In his final chapter Russell considered the consequences of his position with regard to Kantian and Bradlean understanding of space and time. While the treatment is uncertain, with philosophical vicious circles spinning, it is striking that he relied upon axioms: we have seen already that mathematical theories were very often not axiomatised, Peano and Hilbert standing out among the exceptions of the time (and giving a very different treatment of geometries from Russell’s: §5.2.4, §4.7.2). As part of his childhood interest in mathematics Russell had been profoundly puzzled when learning that in his Elements Euclid was forced to assume something to prove his theorems with such impressive rigour (1967a, 36). He must also have been drawn to axioms by his exposure from schooldays to that work, which was given great emphasis in English education; indeed, national controversies had raged over its manner of teaching in the Association for the Improvement of Geometrical Teaching (from 1897, the Mathematical Association: Price 1994a.) Although he saw the limitations of Euclid’s rigour (as he related in an essay 1902b in the Association’s Mathematical gazette), the place of axioms remained important with him, and grew during his logicist phase. Certainly he did not learn it from neo-Hegelian philosophy where, as Bradley put it in the opening sentence of his Logic, ‘It is impossible, before we have studied Logic, to know at what point our study should begin. And, after we have studied it, our uncertainty may remain’.

= = = = = = =

● Tasks:
[1] In the passage on Russell and axioms, what name did the Association for the Improvement of Geometrical Teaching take from 1897?
[2] Resume the passage on Russell and axioms, picking up right after its last sentence.
The material that follows has no connection to the passage on Russell and axioms.

● Collected data:

= = = = = = =

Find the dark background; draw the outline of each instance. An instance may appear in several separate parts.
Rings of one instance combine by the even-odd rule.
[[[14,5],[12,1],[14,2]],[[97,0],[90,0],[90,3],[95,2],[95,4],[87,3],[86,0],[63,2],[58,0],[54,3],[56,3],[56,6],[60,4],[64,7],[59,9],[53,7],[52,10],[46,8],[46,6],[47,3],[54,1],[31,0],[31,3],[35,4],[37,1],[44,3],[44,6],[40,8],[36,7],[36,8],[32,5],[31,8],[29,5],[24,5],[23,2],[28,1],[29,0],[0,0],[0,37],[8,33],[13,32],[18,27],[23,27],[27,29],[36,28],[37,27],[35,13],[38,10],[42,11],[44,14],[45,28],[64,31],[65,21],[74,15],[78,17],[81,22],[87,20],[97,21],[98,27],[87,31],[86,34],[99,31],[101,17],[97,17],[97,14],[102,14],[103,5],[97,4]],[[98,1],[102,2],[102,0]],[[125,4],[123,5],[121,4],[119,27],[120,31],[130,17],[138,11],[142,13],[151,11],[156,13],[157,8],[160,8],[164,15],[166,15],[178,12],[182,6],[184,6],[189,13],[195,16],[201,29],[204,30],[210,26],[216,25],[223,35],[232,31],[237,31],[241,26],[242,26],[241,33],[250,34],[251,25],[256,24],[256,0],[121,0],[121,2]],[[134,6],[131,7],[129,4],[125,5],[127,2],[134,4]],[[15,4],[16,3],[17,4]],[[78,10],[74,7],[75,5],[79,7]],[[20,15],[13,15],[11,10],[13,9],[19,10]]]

= = = = = = =

● Outputs for the tasks:
[1] The Mathematical Association.

[2]
Among the axioms, M2) had two philosophical consequences. Russell also formulated it as ‘Shapes do not in any way depend upon absolute position in space’ (1897c, 150), which not only imposed the opinion that space was relative but also focused his attention upon relations in general. ‘All elements—points, lines, planes—have to be regarded as relations between other elements’, he is reported to have told his Bryn Mawr audience in November 1896, in connection with projective geometry, ‘thus space is simply an aggregate of relations’ between points, lines and planes (Papers 1, 342). In the book, ‘Position is not an intrinsic, but a purely relative, property of things in space’, indeed, even externality itself was ‘an essentially relative conception’ (1897c, 160); hence ‘points are wholly constituted by relations, and have no intrinsic nature of their own’ (p. 166). Thus, the relation of distance between two points was unique: by the Axiom of Distance, ‘A straight line, then, is not the shortest distance, but is simply the distance between two points’ (p. 168). In a manuscript ‘Note on order’ he considered in detail relation(ships) between points for projective geometry and even laid out collections of axioms specific to them (m1898c, 345–347).

Russell’s interests in axioms and in relations, which remained strong throughout his mathematical career, took part of their common origin from geometry, especially its projective part. As a neo-Hegelian he saw relations themselves as internal to the objects related, but surely they could not share all the same properties; for example, the property ‘being a factor of’ between integers is not itself a factor. Such difficulties may have led him to reject the position held in a paper in Mind ‘On the relations of number and quantity’, where he treated them as different categories (Michell 1997a); ‘number’ was ‘applied’ to produce ‘measure’, while ‘quantity’, some ‘portion’ of the ‘continuum of matter’, yielded a ‘magnitude’ (1897b, 72–73). Soon afterwards he also dropped his advocacy of the relativism of space (§6.3.1).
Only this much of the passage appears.